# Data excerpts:

-----

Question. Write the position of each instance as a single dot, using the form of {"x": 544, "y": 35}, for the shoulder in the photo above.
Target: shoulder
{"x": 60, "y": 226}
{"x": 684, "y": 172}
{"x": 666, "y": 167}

-----

# WORK REQUEST:
Repeat each record word for word.

# ANSWER FOR THE TASK:
Question. Write the position of each instance as a single dot, using the form of {"x": 544, "y": 35}, for the shoulder in the photo above.
Target: shoulder
{"x": 60, "y": 226}
{"x": 684, "y": 172}
{"x": 666, "y": 167}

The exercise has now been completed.